→ EXCERPT TO READ
If one was to retrospectively apply the criteria set out in the Farm Assist case to this earlier decision, it would appear that the Court was, in effect, not satisfied in the circumstance that it was in the interests of justice to override the confidentiality provisions in the Mediation Agreement where one party to the mediation refused to waive privilege.
However, this is not a complete answer, given the decision in the relatively similar 2007 case of Cattley v Pollard. In the Cattley case, a third party (the Defendant) was successful in obtaining disclosure from a previous mediation, even though she had not been a party to it. A settlement agreement had been reached at the earlier mediation between the Claimants and the other co-defendants (but not the Defendant), after which the Claimants continued with their claim against the Defendant. The Defendant argued that she needed to establish the basis upon which the settlement with the co-defendants had been reached, to ensure that the Claimants were not attempting to make a “double recovery” or make a tracing claim when they had already elected to sue for damages. The Court agreed that disclosure from the mediation was necessary to allow the Defendant to establish her defence.
On the face of it, this appears to be contradictory to the later decision in Cumbria. However applying the criteria from Farm Assist, it appears that in Cattley the Court considered that it was in the interests of justice to override the confidentiality provisions of the Mediation Agreement, presumably on the basis that the Defendant was a party to the same proceedings as the co-defendants, even though she had not been present at the mediation itself (which was also the apparent basis upon which the Court effectively discounted without prejudice privilege). By contrast, in the Cumbria case the Claimants’ claim against the Defendants had been brought in completely separate Court proceedings from those relating to the earlier mediation between the Claimants and DEFRA.

→ EXTRACTED RECORDS
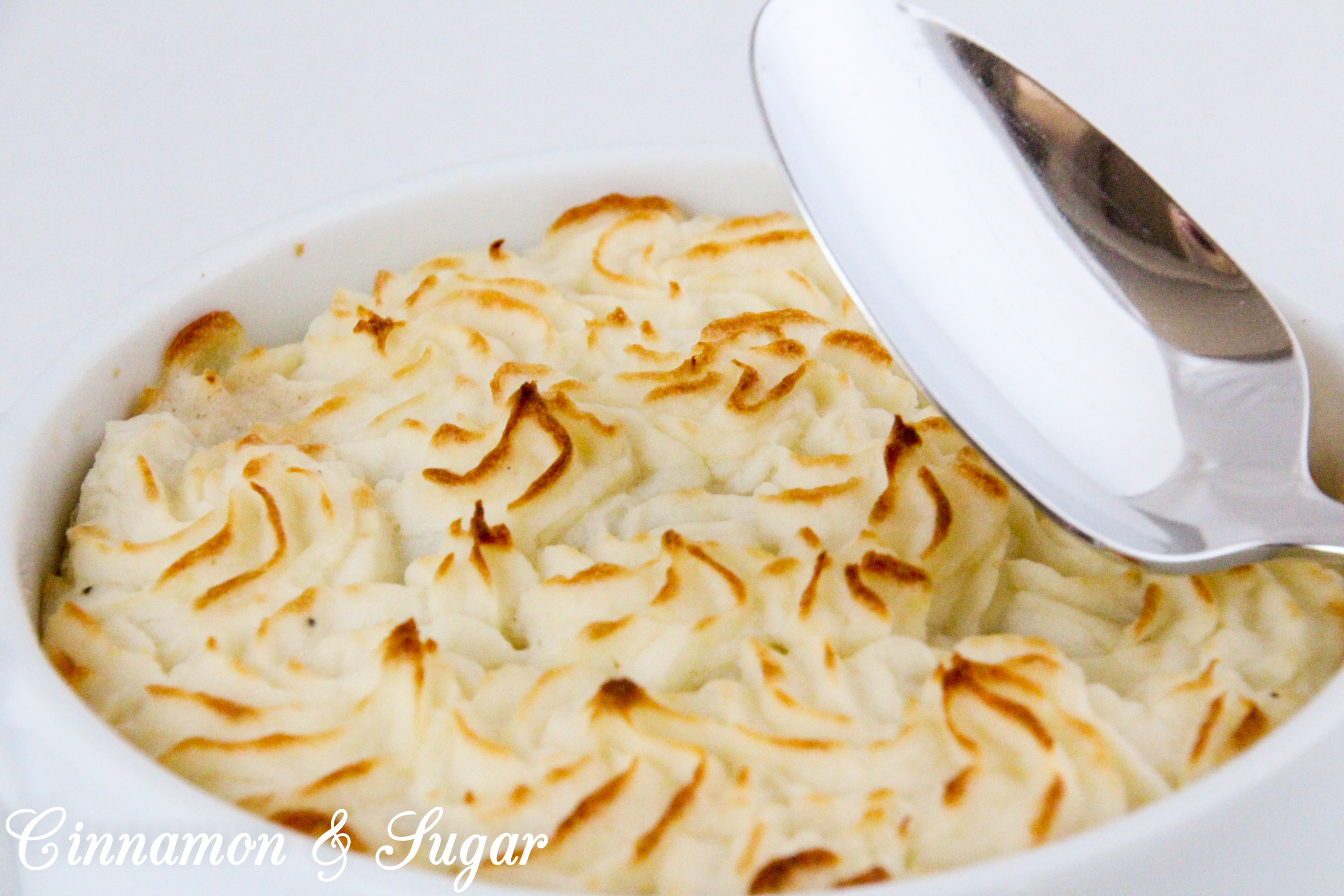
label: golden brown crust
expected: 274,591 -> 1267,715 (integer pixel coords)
==
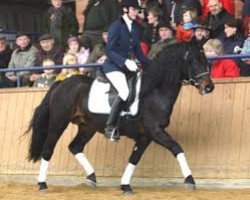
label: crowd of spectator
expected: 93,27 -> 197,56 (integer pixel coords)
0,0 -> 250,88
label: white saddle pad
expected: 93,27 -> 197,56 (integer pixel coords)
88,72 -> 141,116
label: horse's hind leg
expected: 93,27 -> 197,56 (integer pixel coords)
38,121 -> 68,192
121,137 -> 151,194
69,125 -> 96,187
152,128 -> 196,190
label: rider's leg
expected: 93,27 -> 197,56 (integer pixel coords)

→ WHAT IS REQUIRED
In the excerpt on mediation confidentiality, with whom had the Claimants in the Cumbria case held the earlier mediation?

→ OUTPUT OF THE EXERCISE
DEFRA